### EXTRAIT:
****************

Dans le cadre d’une collaboration, des chercheuses et chercheurs ont découvert une propriété magnétique surprenante d’un matériau exotique. Elle permettrait aux ordinateurs d’utiliser moins d’un millionième de l’énergie nécessaire pour commuter un seul bit.

Le monde de la science des matériaux ne cesse de découvrir ou de fabriquer des matériaux aux propriétés exotiques. Parmi eux, on connaît les multiferroïques. Il s’agit d’une classe unique de matériaux qui peuvent être à la fois magnétisés et polarisés, ce qui signifie qu’ils sont sensibles à la fois aux champs magnétiques et aux champs électriques.

Parce qu’ils présentent ces deux propriétés, les multiferroïques sont devenus très intéressants à des fins commerciales et pour la recherche, avec des applications potentielles allant de l’électronique de pointe au stockage de mémoire de nouvelle génération. En comprenant et en tirant parti des propriétés des multiferroïques, les chercheuses et chercheurs visent à mettre au point des technologies plus efficaces, plus compactes et même plus économes en énergie.

Aujourd’hui, dans le cadre d’une collaboration internationale de recherche, certaines propriétés fascinantes du tellurure de germanium multiferroïque dopé au manganèse (GeTe dopé au Mn) ont été mises en évidence. Le terme «dopé» signifie qu’une petite quantité d’atomes de manganèse (Mn) a été introduite dans la structure cristalline du tellurure de germanium (GeTe) pour modifier ses propriétés. Ces travaux sont prometteurs pour l’avenir de l’informatique économe en énergie, et permettent également de mieux comprendre les comportements collectifs des matériaux multiferroïques.

Le projet a été mené par les professeurs Hugo Dil de l’EPFL, Gunther Springholz de l’Université Johannes Kepler de Linz et Jan Minár de l’Université de Bohême occidentale.

Le GeTe dopé au Mn est connu pour ses propriétés ferroélectriques et magnétiques uniques. Mais la nouvelle étude a révélé qu’il possède également un ordre magnétique différent de celui des ferro-aimants typiques, tels que le fer, qui s’alignent sur un champ magnétique. Au lieu de cela, les scientifiques ont découvert que le GeTe dopé au Mn présentait les caractéristiques d’un ferro-aimant.

****************

### DONNÉES:
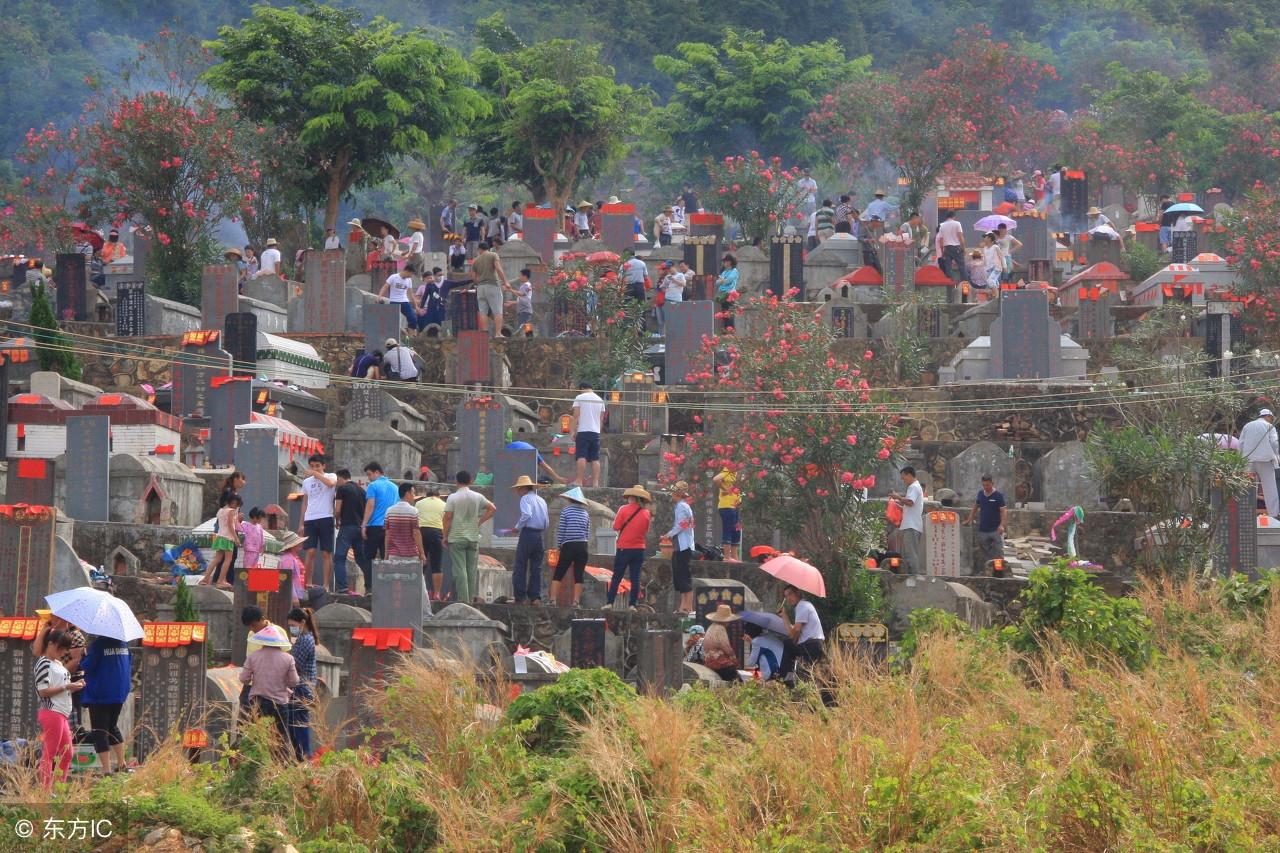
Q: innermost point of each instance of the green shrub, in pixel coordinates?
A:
(1065, 602)
(545, 717)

****************

### SÉRIE DE CONSIGNES:
1 - Quels professeurs ont mené le projet décrit dans le texte sur les multiferroïques ? Donnez tous leurs noms.
2 - Dans le texte sur les multiferroïques, substituez « basculer » à « commuter » et réécrivez le passage qui commence par « Dans le cadre d’une collaboration, des » et se poursuit jusqu'à « aux champs électriques. ».
3 - Poursuivez le texte sur les multiferroïques après sa dernière phrase.

### CORRIGÉ:
1 - Hugo Dil, Gunther Springholz, Jan Minár

2 -
Dans le cadre d’une collaboration, des chercheuses et chercheurs ont découvert une propriété magnétique surprenante d’un matériau exotique. Elle permettrait aux ordinateurs d’utiliser moins d’un millionième de l’énergie nécessaire pour basculer un seul bit.

Le monde de la science des matériaux ne cesse de découvrir ou de fabriquer des matériaux aux propriétés exotiques. Parmi eux, on connaît les multiferroïques. Il s’agit d’une classe unique de matériaux qui peuvent être à la fois magnétisés et polarisés, ce qui signifie qu’ils sont sensibles à la fois aux champs magnétiques et aux champs électriques.

3 -
Qu’est-ce qu’un ferro-aimant? Contrairement aux aimants «normaux» tels que ceux que nous collons sur nos réfrigérateurs, un ferro-aimant est constitué de deux aimants superposés de forces légèrement différentes. La découverte de ce comportement du GeTe dopé au Mn signifie que nous disposons désormais d’une plus grande flexibilité pour contrôler le sens de l’aimantation, une caractéristique essentielle pour un certain nombre de technologies.

Elle s’est avérée importante car elle a permis aux scientifiques de mettre au point une méthode pour améliorer l’efficacité de la commutation du sens de l’aimantation dans une proportion remarquable de six ordres de grandeur. Au lieu d’utiliser la méthode traditionnelle consistant à appliquer une forte impulsion de courant au GeTe dopé au Mn, ils ont utilisé un petit courant électrique (CA) fluctuant en permanence, suivi d’une petite impulsion de courant au bon moment - un peu comme si l’on poussait une balançoire au bon moment pour la faire monter plus haut avec moins d’effort. Les chercheuses et chercheurs ont appelé ce phénomène «résonance stochastique».

Cette petite impulsion a provoqué un changement qui s’est rapidement propagé dans le GeTe dopé au Mn, comme une onde dans un étang. Cela s’explique par le fait que le matériau se comporte à la fois comme un solide et comme un liquide, essentiellement comme un verre; la modification d’une partie entraîne une réaction en chaîne qui en modifie d’autres.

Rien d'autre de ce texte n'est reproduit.